**The task**
In the forum thread on horses and health, why did the rider with asthma decide to ride bareback?

**Text section**
........

I can vouch for positive healthful effects. During a spell of hot humid weather my asthma acted up and breathing was difficult. I'd promise a young gal to trail ride with her yet I could barely bridle the horse I was wheezing so badly. I decided to go bareback as neither one of us could lift the saddle. About 10 min. into the very leisurely ride my breathing became very clear and we enjoyed a great ride. Explain that to a doctor! I know mine would think I was nuts. BTW does anyone experience a high when around horses? If I'm around a bunch of horses I get such a high that lasts for hours. I will even have trouble getting to sleep that night.


----------



## Clevelande (Apr 27, 2011)

Wonderful article! I have dealt with depression and anxiety my entire life. I've also been on medications that never help. The one thing that seems to help; I might cautiously say _cure me, is animals, but mainly horses. I recommend working with horses to everyone! Especially grooming. We have a therapeutic horse barn just a few miles from my home that I used to volunteer for, though now I volunteer at a different place! The effects horses have on humans are wondrous!_


----------



## Katze (Feb 21, 2011)

Saddlebag said:


> I can vouch for positive healthful effects. During a spell of hot humid weather my asthma acted up and breathing was difficult. I'd promise a young gal to trail ride with her yet I could barely bridle the horse I was wheezing so badly. I decided to go bareback as neither one of us could lift the saddle. About 10 min. into the very leisurely ride my breathing became very clear and we enjoyed a great ride. Explain that to a doctor! I know mine would think I was nuts. BTW does anyone experience a high when around horses? If I'm around a bunch of horses I get such a high that lasts for hours. I will even have trouble getting to sleep that night.

........

**Material provided**

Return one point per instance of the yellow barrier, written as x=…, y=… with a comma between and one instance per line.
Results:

........

**Response for this exercise**
Neither the rider nor the young gal could lift the saddle.